━━━ TEXTO FORNECIDO
Glória Fácil...

...para Ana Sá Lopes (asl), Nuno Simas (ns) e João Pedro Henriques (JPH). Sobre tudo.[Correio para gfacil@gmail.com]

quarta-feira, setembro 27

Nas trincheiras

Na recruta do meu Serviço Militar Obrigatório, até mesmo em plena semana de campo - quatro ou cinco dias a brincar aos soldados nos pinhais e pistas de combate na Carregueira, com saltos no escuro de quatro metros de altura para lagos de pedreiras às quatro da madrugada, e tudo terminando com uma maratona de praí uns 30 quilómetros até à Ajuda em que, além de carregarmos as mochilas, o cantil e a puta da G-3 tivémos de dividir entre nós um mastronço transmontano de 90 quilos que se começou a vomitar todo de exaustão nos primeiros 500 metros - dizia eu que na minha recruta do SMO (três mesitos, cousa pouca, apesar de tudo) a única maneira que arranjei que manter a saúde mental no meio daquele disparate todo foi lendo todos os dias, disciplinadamente, bocadinhos de uma edição do Expresso que tinha para lá levado quanto entrei. Perguntam-me: o Expresso? Respondo: sim, o Expresso. Para já na altura era o único jornal verdadeiramente decente.

E eu, na minha falta de informação face ao que me esperava, tinha-me esquecido de pôr livros no saco. Calhou ser o Expresso. Além disso o jornal dizia-me que havia que havia uma realidade fora do quartel(quem passou por quartéis sabe bem que são sítios fora do mundo, tanto fazendo que sejam no meio da baixa de Lisboa como no meio da serra da Gardunha) e era isso exactamente que eu queria saber: havia mundo lá fora. A ficção ou a poesia nisso não me ajudariam nada, pelo contrário.

Ora isto de ler jornais era muito mal visto entre os brothers in arms. Calhou-me um pelotão lúmpen, de ciganos de Setúbal a pastores da Serra da Estrela passando por toxicodependentes de Chaves e trolhas dos Açores (grandes soldados, devo dizer, e não ironizo: inteligentes, fortes, organizados, tipos cinco estrelas). Os camaradinhas achavam portanto que aquilo de ler jornais uma coisa muito parva - muitos mal sabiam o abecedário -, arrogante, para não dizer completamente abichanada (eu vinha de Carcavelos, já imaginam o que é ser betinho no meio destes grunhos todos - a excepção, repito, foram os açorianos). Mas enfim: não desisti e a coisa ajudou-me a sobreviver, falo muito a sério.

Via maradona chega-se a este extraordinário blogue: um soldado mantém no Iraque o passatempo mais improvável, a ornitologia. Haja naquelas bandas quem se esforce por continuar saudável.
━━━━━━
#### O QUE FAZER:
Indique se cada afirmação concorda com o texto fornecido, respondendo sim ou não e citando literalmente as palavras do texto que o decidem: (a) quem escreve levou livros no saco para a recruta; (b) a recruta de quem escreve durou três meses; (c) quem escreve considera que os açorianos do pelotão eram maus soldados. As entradas provêm de uma fonte distinta da do texto fornecido.
━━━ DADOS DE ORIGEM
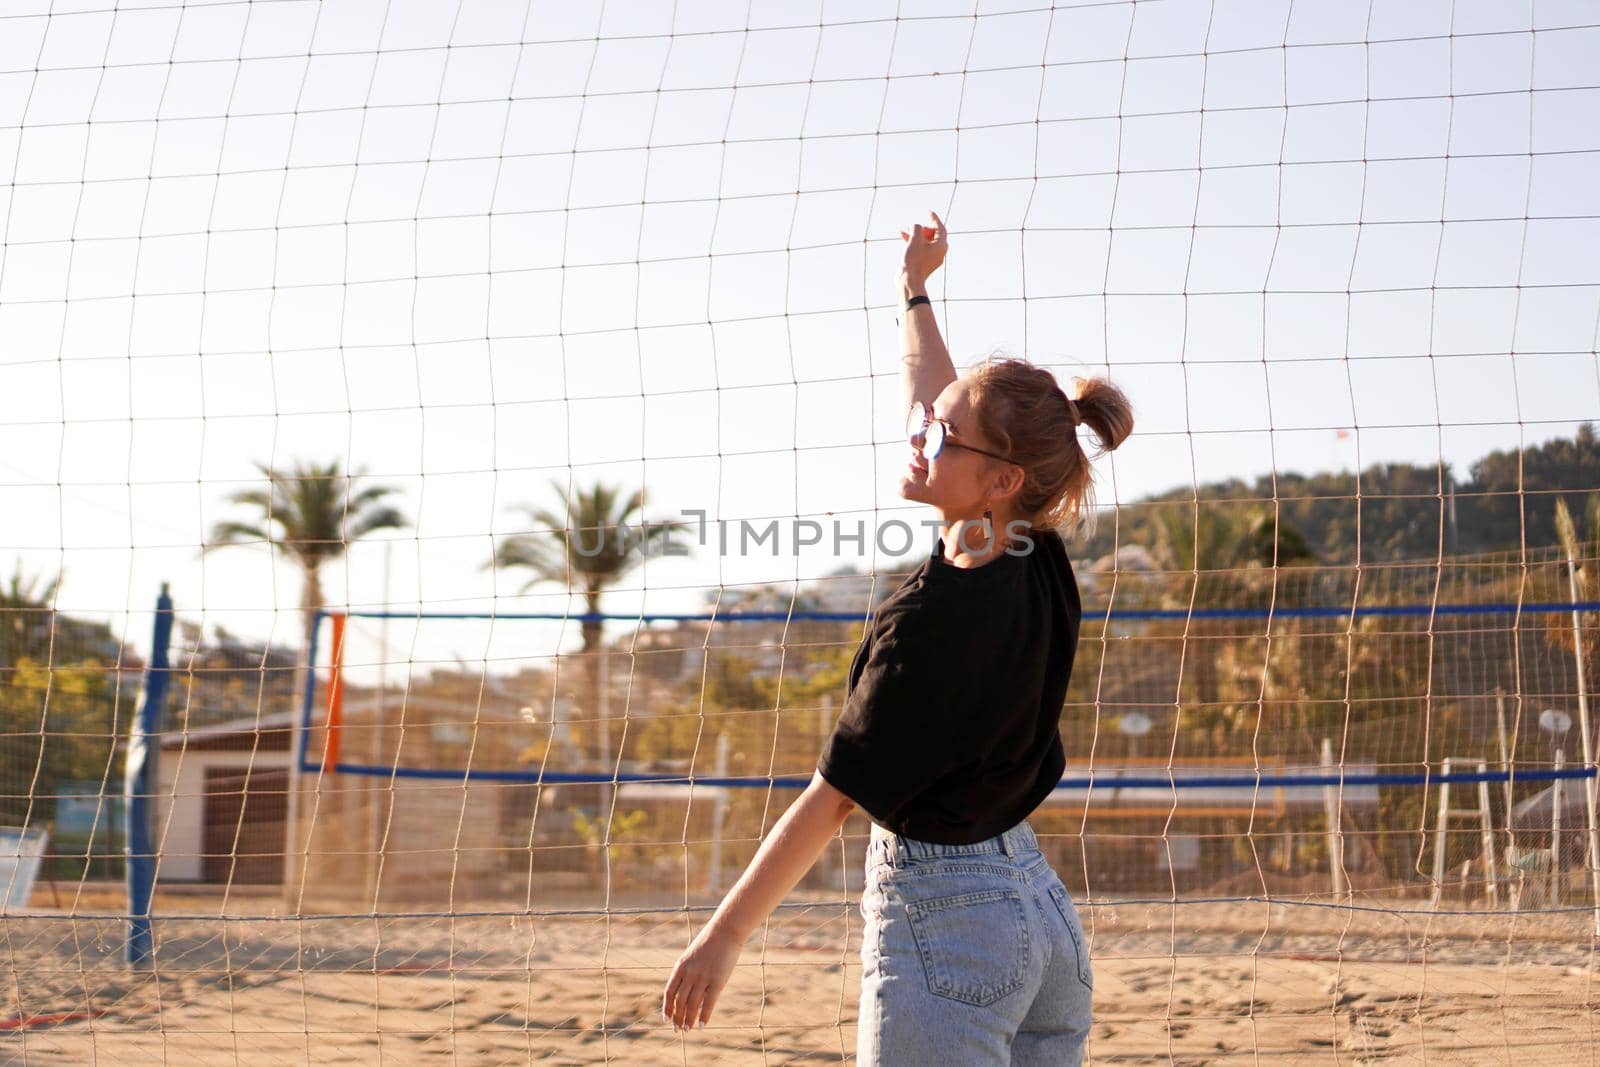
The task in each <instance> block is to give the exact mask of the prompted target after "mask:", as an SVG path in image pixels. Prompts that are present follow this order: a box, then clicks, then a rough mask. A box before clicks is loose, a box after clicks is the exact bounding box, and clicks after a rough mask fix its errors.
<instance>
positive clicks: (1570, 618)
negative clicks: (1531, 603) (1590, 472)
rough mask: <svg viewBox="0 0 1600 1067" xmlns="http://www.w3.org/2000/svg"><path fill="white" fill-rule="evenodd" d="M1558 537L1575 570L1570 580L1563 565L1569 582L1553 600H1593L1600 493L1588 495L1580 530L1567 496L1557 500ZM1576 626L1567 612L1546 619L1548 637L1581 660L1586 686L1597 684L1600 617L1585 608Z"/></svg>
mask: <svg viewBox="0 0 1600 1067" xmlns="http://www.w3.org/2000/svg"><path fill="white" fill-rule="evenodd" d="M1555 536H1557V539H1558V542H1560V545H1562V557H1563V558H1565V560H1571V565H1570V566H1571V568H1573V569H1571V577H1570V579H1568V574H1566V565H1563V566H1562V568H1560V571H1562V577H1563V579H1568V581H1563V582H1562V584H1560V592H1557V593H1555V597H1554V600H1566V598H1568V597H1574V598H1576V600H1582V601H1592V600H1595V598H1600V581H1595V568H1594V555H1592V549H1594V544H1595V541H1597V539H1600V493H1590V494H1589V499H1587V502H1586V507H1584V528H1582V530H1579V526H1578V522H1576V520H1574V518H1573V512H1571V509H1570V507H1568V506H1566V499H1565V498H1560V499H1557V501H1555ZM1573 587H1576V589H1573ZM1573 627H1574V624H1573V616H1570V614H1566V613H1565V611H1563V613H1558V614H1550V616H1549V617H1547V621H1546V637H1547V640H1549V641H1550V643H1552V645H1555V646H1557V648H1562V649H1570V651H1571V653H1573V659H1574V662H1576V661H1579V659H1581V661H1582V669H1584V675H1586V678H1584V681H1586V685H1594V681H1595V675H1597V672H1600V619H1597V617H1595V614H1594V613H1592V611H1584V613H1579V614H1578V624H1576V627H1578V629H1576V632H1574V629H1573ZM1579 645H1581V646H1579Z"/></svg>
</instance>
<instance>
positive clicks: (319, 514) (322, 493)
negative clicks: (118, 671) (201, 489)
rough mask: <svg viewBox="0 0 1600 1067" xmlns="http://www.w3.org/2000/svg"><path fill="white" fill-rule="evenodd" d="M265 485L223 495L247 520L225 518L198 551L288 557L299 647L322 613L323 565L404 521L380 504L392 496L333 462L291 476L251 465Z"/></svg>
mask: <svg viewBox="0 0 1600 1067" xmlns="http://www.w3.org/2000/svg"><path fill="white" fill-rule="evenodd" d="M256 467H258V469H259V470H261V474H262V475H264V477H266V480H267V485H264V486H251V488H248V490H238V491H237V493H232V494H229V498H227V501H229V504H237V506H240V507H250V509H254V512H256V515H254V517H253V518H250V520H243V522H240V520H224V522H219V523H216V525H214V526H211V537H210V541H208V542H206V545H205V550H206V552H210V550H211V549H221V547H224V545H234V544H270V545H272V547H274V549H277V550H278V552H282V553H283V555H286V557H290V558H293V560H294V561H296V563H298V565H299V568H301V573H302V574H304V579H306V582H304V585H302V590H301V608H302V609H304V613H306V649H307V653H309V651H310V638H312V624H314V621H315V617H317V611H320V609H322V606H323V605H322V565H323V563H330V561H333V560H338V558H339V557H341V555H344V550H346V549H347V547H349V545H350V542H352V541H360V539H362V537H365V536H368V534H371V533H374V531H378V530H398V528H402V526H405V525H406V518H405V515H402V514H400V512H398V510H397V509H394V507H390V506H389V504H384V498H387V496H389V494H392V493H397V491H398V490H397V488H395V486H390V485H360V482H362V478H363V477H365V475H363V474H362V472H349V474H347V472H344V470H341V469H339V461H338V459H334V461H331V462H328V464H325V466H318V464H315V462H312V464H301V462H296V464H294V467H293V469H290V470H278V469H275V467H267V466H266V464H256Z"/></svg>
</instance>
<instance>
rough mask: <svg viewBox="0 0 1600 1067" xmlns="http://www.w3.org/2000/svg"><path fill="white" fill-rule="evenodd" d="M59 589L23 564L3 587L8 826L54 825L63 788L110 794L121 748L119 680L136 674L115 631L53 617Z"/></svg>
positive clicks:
━━━━━━
━━━ DADOS DE ORIGEM
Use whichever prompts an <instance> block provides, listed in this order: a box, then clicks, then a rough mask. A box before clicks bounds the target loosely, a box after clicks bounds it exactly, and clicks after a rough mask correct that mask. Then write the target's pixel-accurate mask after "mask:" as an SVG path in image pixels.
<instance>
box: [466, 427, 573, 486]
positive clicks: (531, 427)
━━━━━━
#### RESPOSTA AO EXERCÍCIO:
(a) Não: "tinha-me esquecido de pôr livros no saco".
(b) Sim: "três mesitos, cousa pouca, apesar de tudo".
(c) Não: "grandes soldados, devo dizer, e não ironizo".